▶ Work item: Put the stretch from the start of the entries through the line containing "160L115 171L112 13L88" into a JSON list of strings, one string per line, with blank lines omitted. Leave the pictures out of the answer.

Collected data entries

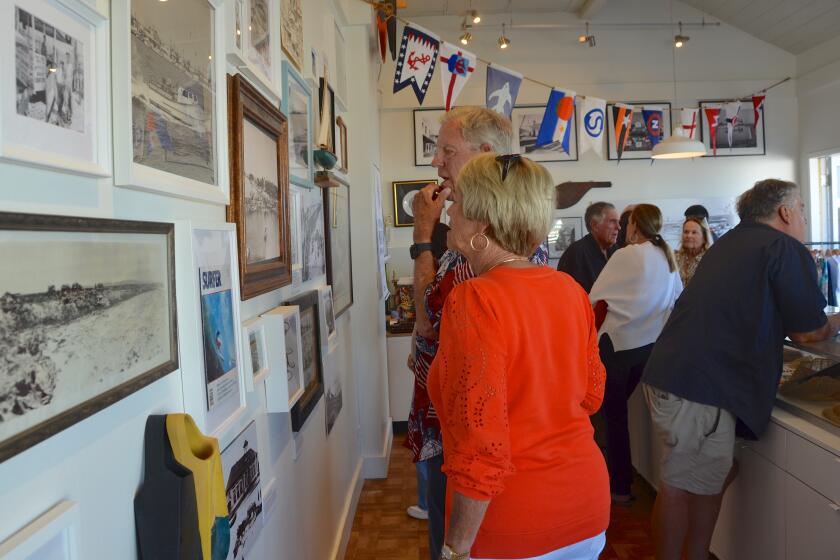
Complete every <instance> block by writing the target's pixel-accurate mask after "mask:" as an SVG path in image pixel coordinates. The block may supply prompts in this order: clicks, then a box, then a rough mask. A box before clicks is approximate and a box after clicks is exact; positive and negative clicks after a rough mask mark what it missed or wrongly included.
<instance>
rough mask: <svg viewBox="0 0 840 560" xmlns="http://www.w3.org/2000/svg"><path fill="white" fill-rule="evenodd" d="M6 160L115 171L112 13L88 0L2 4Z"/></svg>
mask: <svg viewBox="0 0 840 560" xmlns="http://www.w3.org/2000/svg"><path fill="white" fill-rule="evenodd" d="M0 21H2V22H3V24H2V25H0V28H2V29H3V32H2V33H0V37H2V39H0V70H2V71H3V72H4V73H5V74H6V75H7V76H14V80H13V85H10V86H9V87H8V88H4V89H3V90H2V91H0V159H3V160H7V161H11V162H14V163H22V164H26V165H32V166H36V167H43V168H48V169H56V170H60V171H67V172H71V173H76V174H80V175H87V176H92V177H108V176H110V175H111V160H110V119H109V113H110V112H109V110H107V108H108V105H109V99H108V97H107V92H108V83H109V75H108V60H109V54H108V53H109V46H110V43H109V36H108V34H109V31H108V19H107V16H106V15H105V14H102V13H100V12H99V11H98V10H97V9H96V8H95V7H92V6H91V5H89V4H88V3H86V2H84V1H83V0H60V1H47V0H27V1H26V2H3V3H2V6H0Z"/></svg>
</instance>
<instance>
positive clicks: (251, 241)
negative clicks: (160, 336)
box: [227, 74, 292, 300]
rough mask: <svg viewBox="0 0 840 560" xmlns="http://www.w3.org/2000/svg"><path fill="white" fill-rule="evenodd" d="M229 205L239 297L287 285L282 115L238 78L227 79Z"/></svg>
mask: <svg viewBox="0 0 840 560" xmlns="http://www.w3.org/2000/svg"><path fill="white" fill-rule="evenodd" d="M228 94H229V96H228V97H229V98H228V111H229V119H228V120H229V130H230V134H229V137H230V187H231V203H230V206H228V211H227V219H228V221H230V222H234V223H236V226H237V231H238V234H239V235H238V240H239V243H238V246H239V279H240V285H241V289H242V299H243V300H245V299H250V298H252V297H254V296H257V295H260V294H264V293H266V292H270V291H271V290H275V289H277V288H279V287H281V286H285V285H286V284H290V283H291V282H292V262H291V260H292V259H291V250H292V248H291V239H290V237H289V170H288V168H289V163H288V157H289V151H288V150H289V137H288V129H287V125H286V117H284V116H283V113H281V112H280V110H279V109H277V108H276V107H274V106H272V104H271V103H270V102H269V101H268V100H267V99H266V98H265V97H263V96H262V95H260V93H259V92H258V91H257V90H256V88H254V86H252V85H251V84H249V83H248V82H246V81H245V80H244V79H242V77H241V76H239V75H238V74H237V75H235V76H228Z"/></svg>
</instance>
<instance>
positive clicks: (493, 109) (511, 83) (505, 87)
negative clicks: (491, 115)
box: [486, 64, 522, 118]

▶ Result of the task:
[
  "Complete every <instance> block by writing the target's pixel-accurate mask after \"mask:\" as an SVG path in image pixel coordinates. The block may supply prompts in this order: clicks, then a box, then a rough mask. A box before clicks is approximate and a box after clicks is exact; positive and negative clicks after a rough mask mark what it missed or wrongly included.",
  "<instance>",
  "rough mask: <svg viewBox=\"0 0 840 560\" xmlns=\"http://www.w3.org/2000/svg\"><path fill=\"white\" fill-rule=\"evenodd\" d=\"M6 160L115 171L112 13L88 0L2 4Z\"/></svg>"
]